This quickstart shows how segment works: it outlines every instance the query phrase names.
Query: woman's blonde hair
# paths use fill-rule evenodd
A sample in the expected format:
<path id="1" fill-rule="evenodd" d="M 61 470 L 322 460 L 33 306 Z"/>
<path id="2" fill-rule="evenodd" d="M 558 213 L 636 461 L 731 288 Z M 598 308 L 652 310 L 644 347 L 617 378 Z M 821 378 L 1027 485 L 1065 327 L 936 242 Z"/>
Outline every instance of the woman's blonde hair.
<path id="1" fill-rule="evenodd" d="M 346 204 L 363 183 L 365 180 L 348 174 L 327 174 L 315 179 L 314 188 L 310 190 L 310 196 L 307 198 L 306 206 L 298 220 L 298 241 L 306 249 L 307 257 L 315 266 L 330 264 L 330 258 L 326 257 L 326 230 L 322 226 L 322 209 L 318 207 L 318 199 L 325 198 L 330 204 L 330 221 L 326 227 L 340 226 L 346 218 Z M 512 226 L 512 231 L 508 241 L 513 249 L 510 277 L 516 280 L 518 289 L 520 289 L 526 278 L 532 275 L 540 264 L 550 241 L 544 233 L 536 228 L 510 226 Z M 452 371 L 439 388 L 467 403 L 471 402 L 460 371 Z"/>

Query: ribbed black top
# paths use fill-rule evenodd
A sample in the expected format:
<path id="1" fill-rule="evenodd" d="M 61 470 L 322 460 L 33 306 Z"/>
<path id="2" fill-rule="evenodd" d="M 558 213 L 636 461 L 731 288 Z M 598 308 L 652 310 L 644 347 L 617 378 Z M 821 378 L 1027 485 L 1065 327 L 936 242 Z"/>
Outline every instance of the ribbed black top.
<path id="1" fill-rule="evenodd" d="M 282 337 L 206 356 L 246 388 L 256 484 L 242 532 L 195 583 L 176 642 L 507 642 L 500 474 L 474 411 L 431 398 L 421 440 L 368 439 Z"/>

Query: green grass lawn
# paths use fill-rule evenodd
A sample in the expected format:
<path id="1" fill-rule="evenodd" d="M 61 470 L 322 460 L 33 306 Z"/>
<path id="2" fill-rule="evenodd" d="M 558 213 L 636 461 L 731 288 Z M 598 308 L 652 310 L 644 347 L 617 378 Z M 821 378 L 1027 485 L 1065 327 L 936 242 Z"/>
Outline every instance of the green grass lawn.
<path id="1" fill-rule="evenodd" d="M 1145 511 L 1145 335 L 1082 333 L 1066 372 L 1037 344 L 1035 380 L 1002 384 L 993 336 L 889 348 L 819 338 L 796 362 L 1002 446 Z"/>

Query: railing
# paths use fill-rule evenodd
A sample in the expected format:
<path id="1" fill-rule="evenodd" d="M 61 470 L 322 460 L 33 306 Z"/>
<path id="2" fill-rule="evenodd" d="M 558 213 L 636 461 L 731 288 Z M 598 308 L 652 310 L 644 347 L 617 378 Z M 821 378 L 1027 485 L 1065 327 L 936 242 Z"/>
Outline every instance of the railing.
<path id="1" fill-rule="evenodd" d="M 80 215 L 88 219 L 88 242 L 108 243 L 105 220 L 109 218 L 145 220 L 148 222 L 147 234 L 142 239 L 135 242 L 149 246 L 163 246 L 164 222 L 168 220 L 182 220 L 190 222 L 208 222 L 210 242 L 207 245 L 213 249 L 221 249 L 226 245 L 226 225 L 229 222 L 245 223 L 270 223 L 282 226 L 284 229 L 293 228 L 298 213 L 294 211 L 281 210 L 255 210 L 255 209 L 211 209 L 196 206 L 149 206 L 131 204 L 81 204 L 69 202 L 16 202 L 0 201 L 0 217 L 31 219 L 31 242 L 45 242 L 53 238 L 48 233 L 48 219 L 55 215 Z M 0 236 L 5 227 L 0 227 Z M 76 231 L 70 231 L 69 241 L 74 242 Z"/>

- - - - -

Convert the material above into a Markdown table with the columns Row and Line, giving each non-blank line its own numbered row and omitting blank lines.

▶ Solved problem:
| Row | Line |
|---|---|
| 1 | This quickstart shows how segment works: it outlines every instance the query phrase names. |
| 2 | Query: woman's blonde hair |
| 3 | # paths use fill-rule evenodd |
| 4 | A sample in the expected format: |
| 5 | <path id="1" fill-rule="evenodd" d="M 61 470 L 322 460 L 33 306 Z"/> |
| 6 | <path id="2" fill-rule="evenodd" d="M 558 213 L 636 461 L 731 288 Z M 598 308 L 652 310 L 644 347 L 617 378 Z M 821 378 L 1027 485 L 1065 327 L 936 242 Z"/> |
| 7 | Outline every instance of the woman's blonde hair. |
| 8 | <path id="1" fill-rule="evenodd" d="M 346 204 L 363 183 L 365 180 L 348 174 L 327 174 L 315 179 L 314 188 L 310 190 L 310 196 L 307 198 L 306 206 L 298 220 L 298 241 L 306 249 L 307 257 L 315 266 L 330 264 L 330 258 L 326 257 L 326 230 L 322 226 L 322 209 L 318 207 L 318 199 L 325 198 L 330 204 L 330 221 L 326 227 L 340 226 L 346 218 Z M 512 226 L 512 231 L 508 241 L 513 249 L 510 277 L 516 280 L 518 289 L 520 289 L 526 278 L 532 275 L 540 264 L 550 241 L 544 233 L 536 228 L 510 226 Z M 452 371 L 439 388 L 467 403 L 471 402 L 460 371 Z"/> |
| 9 | Query: ribbed black top |
| 10 | # paths use fill-rule evenodd |
| 11 | A sample in the expected format: |
| 12 | <path id="1" fill-rule="evenodd" d="M 61 470 L 322 460 L 33 306 Z"/> |
| 13 | <path id="2" fill-rule="evenodd" d="M 558 213 L 636 461 L 731 288 Z M 598 308 L 652 310 L 644 347 L 617 378 Z M 821 378 L 1027 485 L 1065 327 L 936 242 Z"/> |
| 14 | Outline every instance of the ribbed black top. |
| 15 | <path id="1" fill-rule="evenodd" d="M 282 337 L 206 356 L 246 388 L 256 484 L 242 532 L 195 583 L 176 642 L 507 642 L 500 474 L 474 411 L 431 398 L 421 440 L 368 439 Z"/> |
| 16 | Query: green grass lawn |
| 17 | # paths use fill-rule evenodd |
| 18 | A sample in the expected format: |
| 19 | <path id="1" fill-rule="evenodd" d="M 61 470 L 322 460 L 33 306 Z"/> |
| 20 | <path id="2" fill-rule="evenodd" d="M 558 213 L 636 461 L 731 288 Z M 598 308 L 652 310 L 644 347 L 617 378 Z M 821 378 L 1027 485 L 1065 327 L 936 242 Z"/> |
| 21 | Outline every instance of the green grass lawn. |
| 22 | <path id="1" fill-rule="evenodd" d="M 1145 511 L 1145 335 L 1082 333 L 1066 372 L 1037 344 L 1035 380 L 1002 384 L 993 336 L 889 348 L 819 338 L 796 362 L 1002 446 Z"/> |
| 23 | Query: railing |
| 24 | # paths use fill-rule evenodd |
| 25 | A sample in the expected format: |
| 26 | <path id="1" fill-rule="evenodd" d="M 61 470 L 322 460 L 33 306 Z"/> |
| 27 | <path id="2" fill-rule="evenodd" d="M 558 213 L 636 461 L 731 288 Z M 598 308 L 652 310 L 644 347 L 617 378 Z M 821 378 L 1027 485 L 1065 327 L 936 242 Z"/> |
| 28 | Outline every instance of the railing. |
| 29 | <path id="1" fill-rule="evenodd" d="M 80 215 L 88 219 L 88 242 L 108 243 L 105 220 L 109 218 L 145 220 L 148 222 L 147 234 L 142 239 L 135 242 L 149 246 L 163 246 L 164 222 L 168 220 L 182 220 L 190 222 L 208 222 L 210 242 L 207 245 L 213 249 L 221 249 L 226 245 L 226 225 L 229 222 L 245 223 L 270 223 L 282 226 L 284 229 L 293 228 L 298 213 L 294 211 L 281 210 L 255 210 L 255 209 L 211 209 L 196 206 L 149 206 L 131 204 L 81 204 L 69 202 L 16 202 L 0 201 L 0 217 L 31 219 L 31 242 L 45 242 L 53 238 L 48 233 L 48 219 L 55 215 Z M 0 236 L 5 227 L 0 227 Z M 76 231 L 70 231 L 69 241 L 74 242 Z"/> |